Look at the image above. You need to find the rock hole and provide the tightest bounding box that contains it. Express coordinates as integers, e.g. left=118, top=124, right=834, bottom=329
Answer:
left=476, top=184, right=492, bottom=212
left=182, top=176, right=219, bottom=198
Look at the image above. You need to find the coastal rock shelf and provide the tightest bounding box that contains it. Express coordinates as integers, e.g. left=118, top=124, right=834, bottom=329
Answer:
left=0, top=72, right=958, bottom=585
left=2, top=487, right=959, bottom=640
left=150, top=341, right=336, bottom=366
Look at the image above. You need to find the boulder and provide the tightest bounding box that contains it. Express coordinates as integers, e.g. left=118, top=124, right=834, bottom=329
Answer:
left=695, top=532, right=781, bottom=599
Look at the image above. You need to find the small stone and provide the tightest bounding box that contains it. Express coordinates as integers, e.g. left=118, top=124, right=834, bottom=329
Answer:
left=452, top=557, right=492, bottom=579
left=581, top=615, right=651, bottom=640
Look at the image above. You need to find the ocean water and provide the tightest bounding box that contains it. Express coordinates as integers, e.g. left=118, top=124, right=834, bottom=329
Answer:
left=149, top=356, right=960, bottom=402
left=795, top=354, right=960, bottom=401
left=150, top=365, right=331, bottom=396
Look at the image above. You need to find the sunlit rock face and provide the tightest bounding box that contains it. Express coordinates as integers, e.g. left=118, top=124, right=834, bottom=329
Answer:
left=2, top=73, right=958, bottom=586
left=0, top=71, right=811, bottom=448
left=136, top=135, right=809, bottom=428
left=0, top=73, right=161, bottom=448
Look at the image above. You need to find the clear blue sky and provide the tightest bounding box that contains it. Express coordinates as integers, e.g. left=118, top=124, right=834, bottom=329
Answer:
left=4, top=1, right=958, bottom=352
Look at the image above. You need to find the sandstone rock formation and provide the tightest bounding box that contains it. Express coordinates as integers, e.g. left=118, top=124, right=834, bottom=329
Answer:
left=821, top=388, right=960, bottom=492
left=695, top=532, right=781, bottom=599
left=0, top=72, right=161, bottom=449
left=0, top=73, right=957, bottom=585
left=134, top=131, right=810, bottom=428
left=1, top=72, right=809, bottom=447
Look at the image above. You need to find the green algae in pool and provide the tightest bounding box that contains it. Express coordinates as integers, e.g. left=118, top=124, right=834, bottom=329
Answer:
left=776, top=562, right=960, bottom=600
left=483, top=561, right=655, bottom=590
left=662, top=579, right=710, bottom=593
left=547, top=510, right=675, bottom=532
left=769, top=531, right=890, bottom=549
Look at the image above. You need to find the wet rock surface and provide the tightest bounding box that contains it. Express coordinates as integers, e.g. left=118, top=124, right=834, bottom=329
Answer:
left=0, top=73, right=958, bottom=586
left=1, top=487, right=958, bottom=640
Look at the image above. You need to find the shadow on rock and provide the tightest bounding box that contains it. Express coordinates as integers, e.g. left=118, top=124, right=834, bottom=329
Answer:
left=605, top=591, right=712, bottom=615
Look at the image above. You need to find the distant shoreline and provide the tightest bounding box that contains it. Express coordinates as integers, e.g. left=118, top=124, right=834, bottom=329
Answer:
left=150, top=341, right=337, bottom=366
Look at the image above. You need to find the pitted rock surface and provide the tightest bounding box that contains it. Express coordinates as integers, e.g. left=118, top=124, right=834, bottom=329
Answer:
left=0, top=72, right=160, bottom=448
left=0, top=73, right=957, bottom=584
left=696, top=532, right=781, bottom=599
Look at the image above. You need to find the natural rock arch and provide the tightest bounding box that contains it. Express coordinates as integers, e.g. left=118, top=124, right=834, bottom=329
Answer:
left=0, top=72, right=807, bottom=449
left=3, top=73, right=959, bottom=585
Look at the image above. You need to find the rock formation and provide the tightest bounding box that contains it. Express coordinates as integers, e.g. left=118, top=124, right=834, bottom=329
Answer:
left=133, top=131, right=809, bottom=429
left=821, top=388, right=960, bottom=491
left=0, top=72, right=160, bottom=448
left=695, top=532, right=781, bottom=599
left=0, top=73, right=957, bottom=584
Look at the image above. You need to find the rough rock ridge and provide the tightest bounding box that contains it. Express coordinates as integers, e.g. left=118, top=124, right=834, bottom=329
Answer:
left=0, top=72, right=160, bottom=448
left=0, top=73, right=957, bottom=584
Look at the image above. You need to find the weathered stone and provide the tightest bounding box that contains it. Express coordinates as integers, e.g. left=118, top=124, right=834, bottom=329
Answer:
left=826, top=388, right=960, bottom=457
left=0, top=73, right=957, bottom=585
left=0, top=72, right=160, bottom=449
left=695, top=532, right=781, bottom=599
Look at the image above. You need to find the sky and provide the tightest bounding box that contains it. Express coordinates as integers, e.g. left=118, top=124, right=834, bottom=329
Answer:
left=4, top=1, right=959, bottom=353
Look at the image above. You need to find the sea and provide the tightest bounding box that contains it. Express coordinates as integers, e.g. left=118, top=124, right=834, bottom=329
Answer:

## WHAT TO WORK ON
Look through the entries above and find each line where the word "surface" occurs; copy those lines.

## YOUR SOLUTION
Look at the image above. You need to find the wet rock surface and provide the tightest bounding box that contains it. Express coordinates as integers, e.g. left=118, top=124, right=834, bottom=329
Look at the image above. You need to find the pitted rock surface and provide the tightest bounding box that contains it. Express coordinates as integers, e.g. left=118, top=124, right=834, bottom=329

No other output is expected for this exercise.